Instructions to follow ▸ Produce a verbatim transcription of all records.

Text-to-region grounding data:
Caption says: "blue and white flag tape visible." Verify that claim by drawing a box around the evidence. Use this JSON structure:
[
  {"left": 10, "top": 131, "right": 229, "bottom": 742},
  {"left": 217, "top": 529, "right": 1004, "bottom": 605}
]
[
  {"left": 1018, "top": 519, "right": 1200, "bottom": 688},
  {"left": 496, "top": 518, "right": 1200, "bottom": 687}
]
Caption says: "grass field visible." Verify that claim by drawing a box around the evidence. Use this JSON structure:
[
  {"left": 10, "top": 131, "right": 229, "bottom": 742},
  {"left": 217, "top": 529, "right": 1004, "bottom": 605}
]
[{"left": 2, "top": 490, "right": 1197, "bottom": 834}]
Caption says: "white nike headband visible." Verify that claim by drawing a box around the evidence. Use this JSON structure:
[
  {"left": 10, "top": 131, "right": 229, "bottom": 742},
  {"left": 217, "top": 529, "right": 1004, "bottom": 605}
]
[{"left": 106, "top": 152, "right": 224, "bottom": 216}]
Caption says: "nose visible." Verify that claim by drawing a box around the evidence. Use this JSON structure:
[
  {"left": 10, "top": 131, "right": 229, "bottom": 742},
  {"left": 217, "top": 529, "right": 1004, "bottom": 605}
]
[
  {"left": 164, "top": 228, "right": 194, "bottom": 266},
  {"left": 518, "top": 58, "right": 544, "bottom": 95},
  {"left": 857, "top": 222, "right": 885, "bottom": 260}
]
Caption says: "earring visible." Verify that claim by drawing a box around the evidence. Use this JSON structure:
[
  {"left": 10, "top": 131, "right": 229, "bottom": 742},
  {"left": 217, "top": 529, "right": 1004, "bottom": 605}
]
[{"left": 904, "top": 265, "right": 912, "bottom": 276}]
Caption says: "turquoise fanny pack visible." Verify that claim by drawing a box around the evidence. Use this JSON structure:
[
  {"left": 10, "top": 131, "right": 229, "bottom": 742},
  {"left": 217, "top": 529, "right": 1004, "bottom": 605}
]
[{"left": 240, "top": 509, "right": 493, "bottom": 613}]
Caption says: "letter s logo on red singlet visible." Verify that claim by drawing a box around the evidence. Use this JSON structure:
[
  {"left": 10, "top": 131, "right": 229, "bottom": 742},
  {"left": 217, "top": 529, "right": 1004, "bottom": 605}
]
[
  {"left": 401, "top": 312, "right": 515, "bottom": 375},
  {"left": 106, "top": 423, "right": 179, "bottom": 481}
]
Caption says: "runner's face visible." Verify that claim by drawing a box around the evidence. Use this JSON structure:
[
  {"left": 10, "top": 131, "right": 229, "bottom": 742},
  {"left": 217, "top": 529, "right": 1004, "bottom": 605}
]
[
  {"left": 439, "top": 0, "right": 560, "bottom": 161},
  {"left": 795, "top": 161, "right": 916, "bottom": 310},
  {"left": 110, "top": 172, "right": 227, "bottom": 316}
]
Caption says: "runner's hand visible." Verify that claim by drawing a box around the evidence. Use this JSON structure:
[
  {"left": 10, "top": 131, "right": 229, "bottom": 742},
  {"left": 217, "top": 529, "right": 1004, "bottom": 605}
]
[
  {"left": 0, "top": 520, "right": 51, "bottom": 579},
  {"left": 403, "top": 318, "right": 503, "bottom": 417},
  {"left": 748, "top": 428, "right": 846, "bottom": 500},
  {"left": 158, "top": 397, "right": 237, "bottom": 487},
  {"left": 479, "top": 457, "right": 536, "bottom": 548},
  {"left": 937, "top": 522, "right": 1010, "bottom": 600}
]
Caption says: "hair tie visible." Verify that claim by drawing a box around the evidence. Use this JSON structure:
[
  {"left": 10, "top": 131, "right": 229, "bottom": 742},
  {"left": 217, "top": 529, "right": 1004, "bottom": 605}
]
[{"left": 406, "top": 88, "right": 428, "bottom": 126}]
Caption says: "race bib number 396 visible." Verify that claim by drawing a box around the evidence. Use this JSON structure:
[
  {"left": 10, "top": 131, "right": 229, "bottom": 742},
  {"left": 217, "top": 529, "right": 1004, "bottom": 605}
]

Written response ▸
Caption says: "blue and white flag tape visible." Verify that claim by drawing a box around the evidence. Use this JSON structure:
[
  {"left": 10, "top": 131, "right": 229, "bottom": 742},
  {"left": 217, "top": 529, "right": 1004, "bottom": 605}
]
[
  {"left": 1018, "top": 519, "right": 1200, "bottom": 688},
  {"left": 496, "top": 518, "right": 1200, "bottom": 687}
]
Caption says: "grass field visible." Verify that claim by drawing a box around the evidence. Use this JSON structure:
[
  {"left": 10, "top": 131, "right": 229, "bottom": 742},
  {"left": 217, "top": 529, "right": 1004, "bottom": 605}
]
[{"left": 2, "top": 490, "right": 1197, "bottom": 834}]
Caption says: "white nike headband visible." Verify that claim by drawing a box around the evidence. Use this JSON structure:
[
  {"left": 10, "top": 131, "right": 229, "bottom": 742},
  {"left": 217, "top": 529, "right": 1004, "bottom": 605}
]
[{"left": 106, "top": 152, "right": 224, "bottom": 216}]
Caption says: "nose visible." Verify that claim by drawing a box around the evidence. Use this JSON structure:
[
  {"left": 10, "top": 131, "right": 229, "bottom": 742},
  {"left": 217, "top": 529, "right": 1004, "bottom": 605}
]
[
  {"left": 164, "top": 228, "right": 194, "bottom": 266},
  {"left": 518, "top": 58, "right": 544, "bottom": 95},
  {"left": 857, "top": 222, "right": 885, "bottom": 260}
]
Caption says: "earring visible." Verify that claim by drawing a box around the evidence. Use this JSON structure:
[
  {"left": 10, "top": 131, "right": 229, "bottom": 742},
  {"left": 217, "top": 529, "right": 1004, "bottom": 605}
]
[{"left": 904, "top": 265, "right": 912, "bottom": 276}]
Caption says: "turquoise fanny pack visible." Verify that claim by drawing a box around the evidence. Use this JSON structure:
[
  {"left": 10, "top": 131, "right": 229, "bottom": 742},
  {"left": 217, "top": 529, "right": 1004, "bottom": 605}
]
[{"left": 240, "top": 509, "right": 493, "bottom": 613}]
Caption says: "letter s logo on red singlet visible." Verify that claim by drawing a box around the evidence. Use this JSON structure:
[
  {"left": 10, "top": 131, "right": 229, "bottom": 742},
  {"left": 217, "top": 529, "right": 1004, "bottom": 605}
]
[
  {"left": 401, "top": 312, "right": 515, "bottom": 375},
  {"left": 106, "top": 423, "right": 179, "bottom": 481}
]
Caption says: "runner's face visible." Verify that claim by drawing a box around the evidence. Use this JSON structure:
[
  {"left": 10, "top": 131, "right": 229, "bottom": 742},
  {"left": 217, "top": 529, "right": 1004, "bottom": 605}
]
[
  {"left": 439, "top": 0, "right": 560, "bottom": 161},
  {"left": 795, "top": 161, "right": 916, "bottom": 310},
  {"left": 110, "top": 172, "right": 227, "bottom": 316}
]
Caption says: "runner's hand visible." Verify that claim by drawing a box around the evidence. Use this JSON structure:
[
  {"left": 10, "top": 131, "right": 229, "bottom": 742},
  {"left": 217, "top": 529, "right": 1004, "bottom": 605}
]
[
  {"left": 0, "top": 520, "right": 51, "bottom": 579},
  {"left": 403, "top": 318, "right": 503, "bottom": 417},
  {"left": 748, "top": 428, "right": 846, "bottom": 500},
  {"left": 158, "top": 397, "right": 237, "bottom": 487},
  {"left": 479, "top": 457, "right": 536, "bottom": 548},
  {"left": 937, "top": 522, "right": 1010, "bottom": 600}
]
Caption says: "hair tie visible." Verify that claim by drawing a box around the evidence. Use this JSON structure:
[
  {"left": 10, "top": 131, "right": 229, "bottom": 742},
  {"left": 217, "top": 529, "right": 1004, "bottom": 605}
]
[{"left": 406, "top": 88, "right": 428, "bottom": 126}]
Caption says: "race bib number 396 visible." Verify that claim by drawing a box around the evidence. Use this JSON structure:
[
  {"left": 10, "top": 131, "right": 229, "bottom": 742},
  {"left": 217, "top": 529, "right": 1004, "bottom": 605}
]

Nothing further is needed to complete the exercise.